Exercise description:
Exactly the lines from the one with "canopy in the photo above." to the end of the data below should be set down, and no others.

--- Supplied data Enclosed Below ---

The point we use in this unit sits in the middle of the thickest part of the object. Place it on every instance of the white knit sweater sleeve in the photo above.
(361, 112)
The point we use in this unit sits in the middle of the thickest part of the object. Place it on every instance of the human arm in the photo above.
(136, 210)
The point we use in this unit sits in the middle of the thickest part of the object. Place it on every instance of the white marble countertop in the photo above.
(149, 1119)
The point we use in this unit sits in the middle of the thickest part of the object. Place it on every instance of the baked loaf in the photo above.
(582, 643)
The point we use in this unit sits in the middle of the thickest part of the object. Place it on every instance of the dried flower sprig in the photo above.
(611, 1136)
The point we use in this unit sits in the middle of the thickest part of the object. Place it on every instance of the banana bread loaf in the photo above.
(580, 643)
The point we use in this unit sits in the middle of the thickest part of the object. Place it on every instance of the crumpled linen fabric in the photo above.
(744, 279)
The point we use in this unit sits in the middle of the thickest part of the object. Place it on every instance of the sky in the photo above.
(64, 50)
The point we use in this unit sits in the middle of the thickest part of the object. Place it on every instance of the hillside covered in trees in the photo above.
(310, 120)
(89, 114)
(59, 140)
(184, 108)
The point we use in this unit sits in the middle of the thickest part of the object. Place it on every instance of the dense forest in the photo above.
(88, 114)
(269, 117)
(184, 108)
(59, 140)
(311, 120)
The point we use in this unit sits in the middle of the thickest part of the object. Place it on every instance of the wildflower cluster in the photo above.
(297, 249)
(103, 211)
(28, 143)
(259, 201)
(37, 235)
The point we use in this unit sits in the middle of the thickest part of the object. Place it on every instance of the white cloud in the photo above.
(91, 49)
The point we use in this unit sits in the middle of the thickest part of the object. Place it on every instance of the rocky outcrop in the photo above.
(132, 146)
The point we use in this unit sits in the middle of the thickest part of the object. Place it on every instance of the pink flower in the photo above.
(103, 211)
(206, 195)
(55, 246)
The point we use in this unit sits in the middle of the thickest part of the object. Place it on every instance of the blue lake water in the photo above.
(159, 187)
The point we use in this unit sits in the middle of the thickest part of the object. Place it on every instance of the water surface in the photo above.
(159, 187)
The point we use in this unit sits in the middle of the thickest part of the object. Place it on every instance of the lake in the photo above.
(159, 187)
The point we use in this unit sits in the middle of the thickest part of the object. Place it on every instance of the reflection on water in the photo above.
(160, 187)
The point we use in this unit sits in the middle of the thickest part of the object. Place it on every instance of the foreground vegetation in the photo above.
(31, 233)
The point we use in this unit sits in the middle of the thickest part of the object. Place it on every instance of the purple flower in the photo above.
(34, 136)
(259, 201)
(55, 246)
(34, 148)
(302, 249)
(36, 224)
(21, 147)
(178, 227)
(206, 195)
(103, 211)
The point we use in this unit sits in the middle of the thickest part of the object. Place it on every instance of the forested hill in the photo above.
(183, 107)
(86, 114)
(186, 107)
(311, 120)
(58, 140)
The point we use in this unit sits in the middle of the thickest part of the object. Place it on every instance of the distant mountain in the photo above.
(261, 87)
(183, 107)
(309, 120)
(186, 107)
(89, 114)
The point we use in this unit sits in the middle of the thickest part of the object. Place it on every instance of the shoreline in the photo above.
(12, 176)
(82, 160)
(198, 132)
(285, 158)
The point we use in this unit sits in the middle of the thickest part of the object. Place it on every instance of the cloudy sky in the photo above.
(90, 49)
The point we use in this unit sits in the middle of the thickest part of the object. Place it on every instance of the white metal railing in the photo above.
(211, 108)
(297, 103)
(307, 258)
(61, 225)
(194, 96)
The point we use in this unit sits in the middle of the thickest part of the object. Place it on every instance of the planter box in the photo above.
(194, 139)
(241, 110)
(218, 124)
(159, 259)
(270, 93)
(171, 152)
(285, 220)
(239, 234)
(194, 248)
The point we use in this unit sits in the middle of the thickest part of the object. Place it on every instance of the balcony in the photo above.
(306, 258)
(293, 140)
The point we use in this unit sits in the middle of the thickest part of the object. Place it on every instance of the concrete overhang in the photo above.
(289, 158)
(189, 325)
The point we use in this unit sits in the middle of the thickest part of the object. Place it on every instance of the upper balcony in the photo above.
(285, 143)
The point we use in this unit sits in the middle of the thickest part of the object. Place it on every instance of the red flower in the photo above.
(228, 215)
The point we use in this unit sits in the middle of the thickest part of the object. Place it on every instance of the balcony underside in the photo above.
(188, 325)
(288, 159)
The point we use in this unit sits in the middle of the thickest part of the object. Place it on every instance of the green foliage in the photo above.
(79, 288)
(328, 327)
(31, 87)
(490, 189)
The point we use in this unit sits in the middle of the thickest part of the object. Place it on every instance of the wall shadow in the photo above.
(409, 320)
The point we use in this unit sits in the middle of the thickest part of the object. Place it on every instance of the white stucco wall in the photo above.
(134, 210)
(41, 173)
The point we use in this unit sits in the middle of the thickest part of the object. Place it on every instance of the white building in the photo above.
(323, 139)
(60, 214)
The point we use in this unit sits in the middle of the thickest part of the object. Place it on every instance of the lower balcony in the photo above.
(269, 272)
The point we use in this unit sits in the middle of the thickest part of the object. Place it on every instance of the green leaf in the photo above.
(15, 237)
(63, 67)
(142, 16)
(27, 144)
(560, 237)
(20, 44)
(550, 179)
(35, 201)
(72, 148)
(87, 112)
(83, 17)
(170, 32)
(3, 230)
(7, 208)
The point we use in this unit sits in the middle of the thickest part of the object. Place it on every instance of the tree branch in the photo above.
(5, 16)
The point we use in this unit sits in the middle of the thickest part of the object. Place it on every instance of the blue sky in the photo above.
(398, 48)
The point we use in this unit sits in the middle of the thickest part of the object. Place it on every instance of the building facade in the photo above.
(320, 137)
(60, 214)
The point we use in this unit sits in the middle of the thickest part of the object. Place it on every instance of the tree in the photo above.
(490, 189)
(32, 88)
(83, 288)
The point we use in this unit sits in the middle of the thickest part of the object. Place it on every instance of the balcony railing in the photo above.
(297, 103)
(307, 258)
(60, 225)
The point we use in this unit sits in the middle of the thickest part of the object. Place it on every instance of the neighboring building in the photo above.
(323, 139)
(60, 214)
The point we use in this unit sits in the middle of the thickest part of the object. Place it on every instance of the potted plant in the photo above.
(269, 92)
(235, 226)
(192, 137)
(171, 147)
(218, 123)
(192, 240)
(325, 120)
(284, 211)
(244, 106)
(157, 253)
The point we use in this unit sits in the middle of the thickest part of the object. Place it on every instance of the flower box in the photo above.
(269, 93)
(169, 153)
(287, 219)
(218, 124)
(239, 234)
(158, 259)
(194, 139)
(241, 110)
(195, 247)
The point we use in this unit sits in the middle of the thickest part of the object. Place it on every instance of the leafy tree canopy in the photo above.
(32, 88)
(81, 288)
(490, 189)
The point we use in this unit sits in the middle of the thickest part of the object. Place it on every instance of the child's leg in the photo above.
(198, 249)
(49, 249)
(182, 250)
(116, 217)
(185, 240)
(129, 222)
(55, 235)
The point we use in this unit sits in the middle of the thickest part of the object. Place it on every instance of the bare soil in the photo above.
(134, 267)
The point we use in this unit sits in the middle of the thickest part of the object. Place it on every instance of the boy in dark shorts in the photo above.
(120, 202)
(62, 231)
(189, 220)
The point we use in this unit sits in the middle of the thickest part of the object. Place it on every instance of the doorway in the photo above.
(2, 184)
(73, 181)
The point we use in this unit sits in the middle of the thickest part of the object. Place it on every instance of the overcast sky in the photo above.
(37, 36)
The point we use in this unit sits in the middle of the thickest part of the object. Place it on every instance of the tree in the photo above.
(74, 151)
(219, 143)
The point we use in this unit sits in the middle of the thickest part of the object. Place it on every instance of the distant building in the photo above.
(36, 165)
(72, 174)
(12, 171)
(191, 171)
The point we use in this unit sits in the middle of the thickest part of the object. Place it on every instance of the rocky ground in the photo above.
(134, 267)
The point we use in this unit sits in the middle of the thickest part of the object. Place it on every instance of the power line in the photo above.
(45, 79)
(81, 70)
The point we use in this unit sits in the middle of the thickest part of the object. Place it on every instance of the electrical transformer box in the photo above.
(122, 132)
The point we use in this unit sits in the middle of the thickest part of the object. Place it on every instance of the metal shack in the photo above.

--- End of Enclosed Supplied data ---

Response box:
The point we use in this unit sits in the middle of the thickest part of the object. Place it on every instance of the leafy tree canopy in the photo above.
(32, 88)
(81, 288)
(490, 189)
The point we use in this unit sits in the middle of the thickest part of the object. Place it on every instance of the child's leg in the photo above.
(198, 249)
(49, 249)
(182, 250)
(116, 217)
(185, 240)
(129, 222)
(55, 235)
The point we use in this unit sits in the middle of the thickest part of the object. Place it on every instance of the bare soil in the photo above.
(134, 267)
The point we use in this unit sits in the middle of the thickest part of the object. Place it on every instance of the boy in dark shorts in the photo above.
(120, 202)
(62, 231)
(189, 220)
The point we use in this unit sits in the middle of the thickest part of the object. Place it on every instance of the doorway in the photo above.
(2, 184)
(73, 181)
The point we use in this unit sits in the middle of the thickest part of the object. Place it on every instance of the overcast sky in the photo above.
(37, 36)
The point we use in this unit sits in the middle of the thickest part of the object. Place it on every instance of the tree in the photo above.
(74, 151)
(219, 143)
The point we use in this unit sits in the middle of the thickest part of the object. Place it on every instance of the distant building in the photo above.
(36, 165)
(72, 174)
(12, 171)
(191, 171)
The point we use in this unit sits in the middle of the thickest part of the object. Place it on every instance of the rocky ground in the photo above.
(134, 267)
The point we use in this unit sits in the middle of the thickest part of the object. Place it on every instance of the power line in the photo above.
(45, 79)
(81, 70)
The point we use in this unit sits in the middle of the thickest part of the object. Place it on every instance of the electrical transformer box in the photo above.
(122, 132)
The point we use in this unit sits in the middle of the thickest part of the object. Place it on every instance of the metal shack in the photo above.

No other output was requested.